§ **DOCUMENT EXCERPT**
>>>

Who needs office buildings? Even as homebuilding surges, plans for shops, offices, hotels vanish

Seventy-five percent of commercial contractors say their projects have been postponed or canceled during the pandemic, an Associated General Contractors survey finds.

Chicago skyline as seen from Soldier Field.

Developers nationwide are postponing construction of office building, hotels and other commercial projects because of the coronavirus pandemic, and the impact is likely to be long-lasting.

Sun-Times file

Even as the housing market booms, the outlook for the construction of shops, office buildings, hotels and other commercial structures has grown bleaker.

And that could mean less economic activity and job growth as the nation digs out of the COVID-19-induced downturn. Nonresidential construction spending is on pace to total $800 billion this year, according to the Census Bureau.

Seventy-five percent of commercial contractors say their projects have been postponed or canceled during the pandemic, according to a survey of more than 1,000 companies by Associated General Contractors of American, the industry’s leading trade group.

That’s up from 60% in August and 32% in June, the Virginia-based group says.

The numbers “sound alarming,” says Ken Simonson, chief economist for the group. “It looks as if the amount of commercial construction is headed downward for some time to come.”

<<<

§ **TASK GOAL**
Please copy out the passage of the commercial construction article from "Developers nationwide are" up to and including "leading trade group.".

§ **RECORDS PROVIDED**
>>>

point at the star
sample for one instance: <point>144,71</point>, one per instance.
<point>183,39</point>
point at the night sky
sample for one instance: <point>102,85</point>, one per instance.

<<<

§ **RESULT**
Developers nationwide are postponing construction of office building, hotels and other commercial projects because of the coronavirus pandemic, and the impact is likely to be long-lasting.

Sun-Times file

Even as the housing market booms, the outlook for the construction of shops, office buildings, hotels and other commercial structures has grown bleaker.

And that could mean less economic activity and job growth as the nation digs out of the COVID-19-induced downturn. Nonresidential construction spending is on pace to total $800 billion this year, according to the Census Bureau.

Seventy-five percent of commercial contractors say their projects have been postponed or canceled during the pandemic, according to a survey of more than 1,000 companies by Associated General Contractors of American, the industry’s leading trade group.